Exercise directions – Lay out the lines of the rows below as a Markdown table with the columns No. and Line, starting at the line that contains "Report one point per instance of the tall" and ending at the line that contains "337), (533, 178)]". Number each line and leave out any blank lines.
----- Provided material -----
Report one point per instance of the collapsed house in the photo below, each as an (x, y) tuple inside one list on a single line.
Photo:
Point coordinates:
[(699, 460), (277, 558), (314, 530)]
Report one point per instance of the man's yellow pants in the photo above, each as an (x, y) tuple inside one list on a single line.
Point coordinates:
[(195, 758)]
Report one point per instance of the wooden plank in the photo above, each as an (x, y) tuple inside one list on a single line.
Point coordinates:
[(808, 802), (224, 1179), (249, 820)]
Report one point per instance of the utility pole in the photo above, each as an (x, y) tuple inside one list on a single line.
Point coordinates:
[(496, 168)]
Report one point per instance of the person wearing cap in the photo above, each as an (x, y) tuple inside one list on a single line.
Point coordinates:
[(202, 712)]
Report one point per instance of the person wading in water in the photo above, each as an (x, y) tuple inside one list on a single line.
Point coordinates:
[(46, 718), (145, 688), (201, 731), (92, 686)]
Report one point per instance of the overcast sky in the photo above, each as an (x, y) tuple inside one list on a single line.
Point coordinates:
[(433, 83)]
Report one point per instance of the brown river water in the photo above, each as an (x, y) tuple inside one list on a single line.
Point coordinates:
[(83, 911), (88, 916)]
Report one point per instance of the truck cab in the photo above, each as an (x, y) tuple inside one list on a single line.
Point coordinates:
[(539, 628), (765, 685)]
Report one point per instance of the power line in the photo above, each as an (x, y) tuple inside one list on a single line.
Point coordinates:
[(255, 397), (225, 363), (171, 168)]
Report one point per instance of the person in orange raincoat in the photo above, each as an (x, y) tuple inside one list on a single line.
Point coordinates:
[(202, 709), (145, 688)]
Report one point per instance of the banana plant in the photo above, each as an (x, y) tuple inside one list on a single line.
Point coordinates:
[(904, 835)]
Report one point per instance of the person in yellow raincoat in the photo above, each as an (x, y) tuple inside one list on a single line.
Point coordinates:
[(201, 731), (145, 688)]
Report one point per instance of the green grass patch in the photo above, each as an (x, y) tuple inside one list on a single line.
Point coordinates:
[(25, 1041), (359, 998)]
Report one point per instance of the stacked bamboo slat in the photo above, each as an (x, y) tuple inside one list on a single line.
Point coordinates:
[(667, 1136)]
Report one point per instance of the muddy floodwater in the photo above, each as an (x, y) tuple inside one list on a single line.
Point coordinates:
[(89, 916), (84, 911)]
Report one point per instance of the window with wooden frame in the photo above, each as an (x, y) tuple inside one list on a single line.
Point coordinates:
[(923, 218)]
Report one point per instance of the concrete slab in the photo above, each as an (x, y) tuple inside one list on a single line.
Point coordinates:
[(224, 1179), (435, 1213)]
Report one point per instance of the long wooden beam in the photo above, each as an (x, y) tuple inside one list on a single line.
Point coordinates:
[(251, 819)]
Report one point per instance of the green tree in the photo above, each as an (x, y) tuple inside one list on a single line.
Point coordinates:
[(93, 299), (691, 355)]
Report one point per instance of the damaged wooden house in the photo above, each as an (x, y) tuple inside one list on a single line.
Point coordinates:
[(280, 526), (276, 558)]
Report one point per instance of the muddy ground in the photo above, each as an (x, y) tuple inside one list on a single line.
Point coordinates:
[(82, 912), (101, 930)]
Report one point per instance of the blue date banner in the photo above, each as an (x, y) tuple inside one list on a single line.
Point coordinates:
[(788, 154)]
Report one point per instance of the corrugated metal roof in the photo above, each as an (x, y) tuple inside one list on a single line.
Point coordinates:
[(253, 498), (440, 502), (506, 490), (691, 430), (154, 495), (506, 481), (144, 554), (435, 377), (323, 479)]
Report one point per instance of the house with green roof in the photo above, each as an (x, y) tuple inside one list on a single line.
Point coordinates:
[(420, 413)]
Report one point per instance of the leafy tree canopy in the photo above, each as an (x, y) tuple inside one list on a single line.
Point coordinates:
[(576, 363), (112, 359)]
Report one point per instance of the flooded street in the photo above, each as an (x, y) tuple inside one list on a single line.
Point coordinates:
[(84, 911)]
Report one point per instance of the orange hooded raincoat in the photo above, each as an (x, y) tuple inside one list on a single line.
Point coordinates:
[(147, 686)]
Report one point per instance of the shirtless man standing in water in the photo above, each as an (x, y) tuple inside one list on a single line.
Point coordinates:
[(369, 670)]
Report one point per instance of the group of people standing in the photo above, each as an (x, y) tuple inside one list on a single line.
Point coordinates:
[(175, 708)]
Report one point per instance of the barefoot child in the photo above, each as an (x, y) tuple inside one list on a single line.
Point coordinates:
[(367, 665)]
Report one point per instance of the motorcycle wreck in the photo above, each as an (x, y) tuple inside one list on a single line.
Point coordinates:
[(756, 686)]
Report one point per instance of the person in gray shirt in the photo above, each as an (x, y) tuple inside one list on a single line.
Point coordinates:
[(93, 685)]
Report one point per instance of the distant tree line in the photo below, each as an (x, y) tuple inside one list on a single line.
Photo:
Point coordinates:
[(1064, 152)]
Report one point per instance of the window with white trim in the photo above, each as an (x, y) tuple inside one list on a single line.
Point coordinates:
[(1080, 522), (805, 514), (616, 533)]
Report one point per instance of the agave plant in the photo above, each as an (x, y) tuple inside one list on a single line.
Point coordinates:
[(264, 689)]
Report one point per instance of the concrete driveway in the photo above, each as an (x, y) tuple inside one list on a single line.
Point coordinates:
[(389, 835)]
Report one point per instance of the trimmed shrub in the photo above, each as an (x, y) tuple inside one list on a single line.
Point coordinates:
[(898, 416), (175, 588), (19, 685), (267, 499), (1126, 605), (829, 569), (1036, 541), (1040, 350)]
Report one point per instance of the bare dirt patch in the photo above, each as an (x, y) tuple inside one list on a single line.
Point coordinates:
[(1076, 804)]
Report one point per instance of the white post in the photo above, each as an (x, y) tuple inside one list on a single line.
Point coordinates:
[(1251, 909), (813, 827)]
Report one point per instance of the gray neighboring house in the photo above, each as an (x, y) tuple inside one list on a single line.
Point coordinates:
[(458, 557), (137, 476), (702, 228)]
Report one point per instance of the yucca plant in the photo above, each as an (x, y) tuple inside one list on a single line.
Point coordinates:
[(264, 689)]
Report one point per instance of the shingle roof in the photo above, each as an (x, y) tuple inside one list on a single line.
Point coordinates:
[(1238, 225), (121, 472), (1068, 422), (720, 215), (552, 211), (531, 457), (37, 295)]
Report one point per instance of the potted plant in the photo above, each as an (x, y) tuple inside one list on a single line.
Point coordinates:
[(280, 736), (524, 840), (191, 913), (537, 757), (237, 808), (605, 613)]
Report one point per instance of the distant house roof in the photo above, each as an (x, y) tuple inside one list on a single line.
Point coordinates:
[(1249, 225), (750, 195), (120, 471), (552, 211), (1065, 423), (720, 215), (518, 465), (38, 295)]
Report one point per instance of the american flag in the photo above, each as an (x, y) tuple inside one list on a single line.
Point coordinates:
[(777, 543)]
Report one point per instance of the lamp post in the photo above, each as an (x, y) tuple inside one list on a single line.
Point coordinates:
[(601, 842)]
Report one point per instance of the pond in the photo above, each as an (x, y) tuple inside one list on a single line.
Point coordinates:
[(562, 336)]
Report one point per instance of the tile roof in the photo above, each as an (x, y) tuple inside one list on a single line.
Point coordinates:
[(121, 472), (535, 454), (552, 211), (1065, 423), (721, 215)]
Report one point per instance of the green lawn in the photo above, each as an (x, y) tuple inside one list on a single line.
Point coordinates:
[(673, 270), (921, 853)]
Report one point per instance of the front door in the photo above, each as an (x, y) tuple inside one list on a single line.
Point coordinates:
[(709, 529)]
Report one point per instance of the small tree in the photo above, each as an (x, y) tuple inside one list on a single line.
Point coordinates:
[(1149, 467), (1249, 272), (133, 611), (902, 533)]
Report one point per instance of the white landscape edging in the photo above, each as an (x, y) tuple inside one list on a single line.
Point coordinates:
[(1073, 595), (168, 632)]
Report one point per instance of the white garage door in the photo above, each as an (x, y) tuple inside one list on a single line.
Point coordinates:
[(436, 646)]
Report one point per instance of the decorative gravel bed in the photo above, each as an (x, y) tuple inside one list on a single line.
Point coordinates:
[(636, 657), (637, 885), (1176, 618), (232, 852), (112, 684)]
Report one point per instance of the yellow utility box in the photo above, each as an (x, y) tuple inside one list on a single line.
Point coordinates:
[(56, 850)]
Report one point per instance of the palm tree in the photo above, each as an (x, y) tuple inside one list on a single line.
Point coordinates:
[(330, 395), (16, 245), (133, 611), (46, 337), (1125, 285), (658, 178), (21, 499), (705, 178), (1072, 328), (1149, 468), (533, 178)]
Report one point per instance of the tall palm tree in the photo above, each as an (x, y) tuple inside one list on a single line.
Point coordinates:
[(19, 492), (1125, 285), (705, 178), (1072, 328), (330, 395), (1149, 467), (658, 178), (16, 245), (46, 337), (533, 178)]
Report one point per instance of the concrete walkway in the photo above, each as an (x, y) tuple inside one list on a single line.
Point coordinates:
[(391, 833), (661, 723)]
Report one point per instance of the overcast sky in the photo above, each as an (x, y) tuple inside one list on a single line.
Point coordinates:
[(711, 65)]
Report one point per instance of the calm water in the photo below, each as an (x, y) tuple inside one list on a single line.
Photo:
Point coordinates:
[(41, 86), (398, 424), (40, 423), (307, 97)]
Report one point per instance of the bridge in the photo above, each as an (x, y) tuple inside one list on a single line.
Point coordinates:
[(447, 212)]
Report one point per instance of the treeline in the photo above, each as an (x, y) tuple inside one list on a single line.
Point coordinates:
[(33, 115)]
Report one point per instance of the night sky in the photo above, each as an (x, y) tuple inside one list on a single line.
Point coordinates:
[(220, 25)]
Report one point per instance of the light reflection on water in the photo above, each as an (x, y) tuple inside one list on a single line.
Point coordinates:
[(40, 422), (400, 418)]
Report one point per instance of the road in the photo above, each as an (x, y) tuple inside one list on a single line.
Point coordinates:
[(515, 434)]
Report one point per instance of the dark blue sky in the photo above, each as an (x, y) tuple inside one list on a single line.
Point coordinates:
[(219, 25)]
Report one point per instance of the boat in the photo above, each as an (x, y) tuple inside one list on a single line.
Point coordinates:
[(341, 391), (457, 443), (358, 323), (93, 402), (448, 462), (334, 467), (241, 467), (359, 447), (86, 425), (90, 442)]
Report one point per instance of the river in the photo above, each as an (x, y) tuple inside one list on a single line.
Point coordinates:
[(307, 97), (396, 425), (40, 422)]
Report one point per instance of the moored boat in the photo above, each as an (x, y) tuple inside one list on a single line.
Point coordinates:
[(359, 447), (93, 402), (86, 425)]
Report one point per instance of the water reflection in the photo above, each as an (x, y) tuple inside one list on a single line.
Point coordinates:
-----
Result –
| No. | Line |
|---|---|
| 1 | Report one point per instance of the tall palm tree in the photo above, each as an (x, y) tuple inside one list on a single line. |
| 2 | Point coordinates: |
| 3 | [(19, 492), (1125, 285), (705, 178), (1072, 328), (330, 395), (1149, 467), (658, 178), (16, 245), (46, 337), (533, 178)] |